------ Texte de l'exercice ------

Après l'explosion de
colère sociale du 18 octobre dernier, "Au Chili, on torture, on viole,
on tue". C'est ainsi que
la chanteuse chilienne, Mon Laferte, a décrit la situation du pays, lors de la cérémonie des
prix des Grammy's Latino, en ouvrant son manteau sur le tapis rouge pour
dévoiler ses seins nus et montrer son message de protestation. Au Chili, "la
violation des Droits de l'Homme est généralisée et systématique" (Amnesty
International) et les "membres
de la police nationale (Carabiniers) ont commis de graves violations des Droits
de l'Homme" (Human
Rights Watch). C'est ainsi
que, dans leurs rapports respectifs, étayés de vidéos et présentés dans des
conférences de presse, les organisations de défense des Droits de l'Homme,
Amnesty International et Human Rights Watch, ont
condamné le gouvernement pour la grave situation qui traverse le pays.

------ Entrées fournies ------

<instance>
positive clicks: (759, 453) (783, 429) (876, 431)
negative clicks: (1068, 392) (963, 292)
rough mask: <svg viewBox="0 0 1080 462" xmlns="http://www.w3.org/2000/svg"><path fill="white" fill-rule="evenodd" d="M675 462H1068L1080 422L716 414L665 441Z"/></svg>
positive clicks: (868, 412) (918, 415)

------

Tâche assignée | Résumez en trois puces, s'il vous plaît, le paragraphe du texte de l'exercice qui commence par « Après l'explosion de colère sociale ». Gardez ses faits principaux.

Réponse rédigée |
- Après l'explosion de colère sociale du 18 octobre, la chanteuse chilienne Mon Laferte a décrit la situation du pays lors de la cérémonie des Grammy's Latino : « Au Chili, on torture, on viole, on tue ».
- Sur le tapis rouge, elle a ouvert son manteau pour dévoiler ses seins nus et montrer son message de protestation.
- Amnesty International et Human Rights Watch ont condamné le gouvernement. Selon la première, la violation des Droits de l'Homme est « généralisée et systématique ». Selon la seconde, les Carabiniers ont commis de graves violations. Leurs rapports, étayés de vidéos, ont été présentés en conférence de presse.